Extract each line of the records below that contains the word "thick", and treat capital and small letters as different.

- **Records for the task**:
● ● ● ● ● ● ●
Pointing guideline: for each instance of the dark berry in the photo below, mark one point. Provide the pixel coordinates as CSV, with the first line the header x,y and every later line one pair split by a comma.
● ● ● ● ● ● ●
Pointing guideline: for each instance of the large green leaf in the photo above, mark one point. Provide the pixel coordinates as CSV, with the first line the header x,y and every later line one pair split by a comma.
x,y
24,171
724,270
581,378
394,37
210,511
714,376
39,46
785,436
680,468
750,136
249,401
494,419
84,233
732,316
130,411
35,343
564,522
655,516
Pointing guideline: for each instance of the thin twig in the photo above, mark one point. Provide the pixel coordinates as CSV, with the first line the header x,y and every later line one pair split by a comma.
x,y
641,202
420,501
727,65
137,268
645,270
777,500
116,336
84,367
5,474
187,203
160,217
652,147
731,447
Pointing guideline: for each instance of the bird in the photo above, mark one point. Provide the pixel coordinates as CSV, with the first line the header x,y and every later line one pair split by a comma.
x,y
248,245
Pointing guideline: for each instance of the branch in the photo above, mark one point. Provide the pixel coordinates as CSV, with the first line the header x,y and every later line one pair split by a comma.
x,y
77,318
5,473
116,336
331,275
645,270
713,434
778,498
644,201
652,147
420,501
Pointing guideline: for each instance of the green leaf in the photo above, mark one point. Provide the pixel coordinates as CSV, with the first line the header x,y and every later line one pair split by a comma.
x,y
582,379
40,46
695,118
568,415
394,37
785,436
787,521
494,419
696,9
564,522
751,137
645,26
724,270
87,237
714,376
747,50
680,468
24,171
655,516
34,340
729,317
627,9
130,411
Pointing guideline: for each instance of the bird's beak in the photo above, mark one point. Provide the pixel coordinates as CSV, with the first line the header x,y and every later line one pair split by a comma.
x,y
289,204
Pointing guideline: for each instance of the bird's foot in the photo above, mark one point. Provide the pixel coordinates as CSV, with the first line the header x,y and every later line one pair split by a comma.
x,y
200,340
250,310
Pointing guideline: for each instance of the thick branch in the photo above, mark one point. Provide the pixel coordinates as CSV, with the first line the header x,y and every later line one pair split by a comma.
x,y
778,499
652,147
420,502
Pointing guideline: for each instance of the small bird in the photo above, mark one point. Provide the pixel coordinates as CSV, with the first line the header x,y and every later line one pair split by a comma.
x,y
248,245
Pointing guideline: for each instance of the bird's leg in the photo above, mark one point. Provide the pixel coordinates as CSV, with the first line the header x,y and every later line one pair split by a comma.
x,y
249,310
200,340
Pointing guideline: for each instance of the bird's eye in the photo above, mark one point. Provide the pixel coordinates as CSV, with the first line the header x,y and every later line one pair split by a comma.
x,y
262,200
● ● ● ● ● ● ●
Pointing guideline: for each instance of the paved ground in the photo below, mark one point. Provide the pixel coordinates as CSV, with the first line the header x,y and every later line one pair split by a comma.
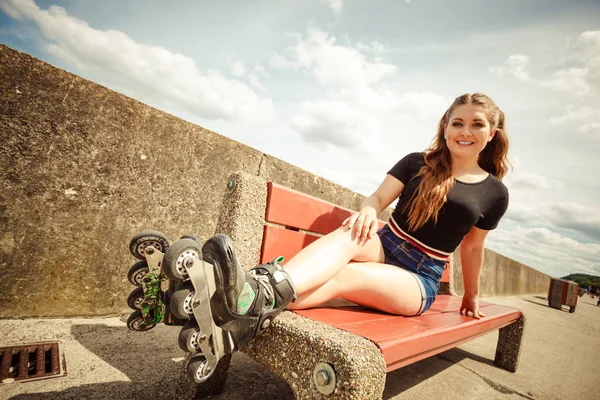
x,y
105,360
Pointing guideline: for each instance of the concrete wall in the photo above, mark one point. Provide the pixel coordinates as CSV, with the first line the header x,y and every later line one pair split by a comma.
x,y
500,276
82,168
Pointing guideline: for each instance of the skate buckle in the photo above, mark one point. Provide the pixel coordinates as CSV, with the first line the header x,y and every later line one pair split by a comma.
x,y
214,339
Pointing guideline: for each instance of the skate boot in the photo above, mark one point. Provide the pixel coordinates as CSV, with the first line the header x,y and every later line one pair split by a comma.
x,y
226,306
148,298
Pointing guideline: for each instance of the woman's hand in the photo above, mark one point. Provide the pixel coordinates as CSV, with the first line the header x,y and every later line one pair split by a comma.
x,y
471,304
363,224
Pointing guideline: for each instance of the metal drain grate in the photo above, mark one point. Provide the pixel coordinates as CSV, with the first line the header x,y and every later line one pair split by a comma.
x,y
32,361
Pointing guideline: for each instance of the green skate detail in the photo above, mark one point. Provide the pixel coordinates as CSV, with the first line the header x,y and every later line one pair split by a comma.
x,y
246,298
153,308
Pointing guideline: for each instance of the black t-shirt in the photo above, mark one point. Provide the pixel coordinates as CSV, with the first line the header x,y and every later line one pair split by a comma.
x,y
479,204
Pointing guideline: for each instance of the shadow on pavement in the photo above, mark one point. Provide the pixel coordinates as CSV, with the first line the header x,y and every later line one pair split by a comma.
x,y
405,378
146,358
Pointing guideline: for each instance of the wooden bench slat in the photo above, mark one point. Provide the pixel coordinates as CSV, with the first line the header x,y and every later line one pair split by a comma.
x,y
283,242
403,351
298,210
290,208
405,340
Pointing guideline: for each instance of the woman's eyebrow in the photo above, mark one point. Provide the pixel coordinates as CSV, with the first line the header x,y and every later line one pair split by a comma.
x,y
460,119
● ● ● ● ● ● ●
- **Correct response**:
Pointing guideline: for each instance of the thick branch in the photo above, mark one point. Provide the pixel coordinates as CSV, with the first line the header x,y and every later line one pair split by a comma.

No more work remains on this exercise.